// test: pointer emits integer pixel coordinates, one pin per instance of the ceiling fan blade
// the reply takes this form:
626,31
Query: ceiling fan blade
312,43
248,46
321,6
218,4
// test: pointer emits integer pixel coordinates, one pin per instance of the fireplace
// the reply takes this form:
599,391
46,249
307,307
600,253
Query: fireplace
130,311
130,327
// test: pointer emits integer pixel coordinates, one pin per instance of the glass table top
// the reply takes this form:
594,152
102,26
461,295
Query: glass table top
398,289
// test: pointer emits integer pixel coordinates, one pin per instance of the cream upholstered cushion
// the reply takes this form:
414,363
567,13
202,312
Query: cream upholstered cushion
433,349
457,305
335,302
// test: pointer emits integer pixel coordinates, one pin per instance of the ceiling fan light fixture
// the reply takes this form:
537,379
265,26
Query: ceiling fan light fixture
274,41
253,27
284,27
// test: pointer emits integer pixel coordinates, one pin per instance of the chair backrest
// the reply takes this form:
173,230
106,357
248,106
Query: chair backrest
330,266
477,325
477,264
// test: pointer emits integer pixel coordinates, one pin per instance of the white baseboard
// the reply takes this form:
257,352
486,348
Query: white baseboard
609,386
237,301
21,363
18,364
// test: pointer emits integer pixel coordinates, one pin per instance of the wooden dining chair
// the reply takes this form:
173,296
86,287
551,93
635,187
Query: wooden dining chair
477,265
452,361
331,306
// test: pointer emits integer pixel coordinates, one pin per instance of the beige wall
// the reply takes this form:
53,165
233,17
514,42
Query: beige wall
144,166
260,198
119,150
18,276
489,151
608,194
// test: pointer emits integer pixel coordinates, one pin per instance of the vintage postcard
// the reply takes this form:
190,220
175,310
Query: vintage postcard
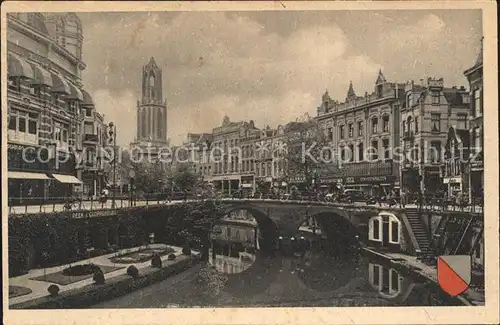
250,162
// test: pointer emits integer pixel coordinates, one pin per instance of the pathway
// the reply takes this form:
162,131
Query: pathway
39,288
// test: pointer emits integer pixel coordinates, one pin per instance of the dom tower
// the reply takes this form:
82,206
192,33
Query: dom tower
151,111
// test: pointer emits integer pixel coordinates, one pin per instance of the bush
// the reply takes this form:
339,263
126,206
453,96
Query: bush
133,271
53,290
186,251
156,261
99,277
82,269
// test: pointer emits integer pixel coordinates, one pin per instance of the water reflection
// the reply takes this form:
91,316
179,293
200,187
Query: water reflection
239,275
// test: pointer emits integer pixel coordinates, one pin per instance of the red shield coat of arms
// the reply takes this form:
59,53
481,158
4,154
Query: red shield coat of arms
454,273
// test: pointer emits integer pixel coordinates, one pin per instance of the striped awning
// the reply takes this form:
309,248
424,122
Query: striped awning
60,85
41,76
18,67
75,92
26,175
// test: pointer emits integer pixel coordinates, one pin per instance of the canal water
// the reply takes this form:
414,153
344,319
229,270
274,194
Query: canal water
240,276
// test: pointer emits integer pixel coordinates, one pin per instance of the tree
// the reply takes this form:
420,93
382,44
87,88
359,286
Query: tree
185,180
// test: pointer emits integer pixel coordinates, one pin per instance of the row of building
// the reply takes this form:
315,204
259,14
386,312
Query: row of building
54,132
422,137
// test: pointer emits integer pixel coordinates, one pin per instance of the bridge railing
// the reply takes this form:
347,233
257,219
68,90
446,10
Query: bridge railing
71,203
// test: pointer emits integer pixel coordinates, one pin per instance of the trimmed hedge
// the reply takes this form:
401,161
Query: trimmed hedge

------------

* What you need to do *
Read the lines above. Gather those in which the string "trimmed" is found.

* Exercise answer *
// test: pointer emits integer pixel coordinates, one pin per instance of the trimmed hedge
Query: trimmed hedge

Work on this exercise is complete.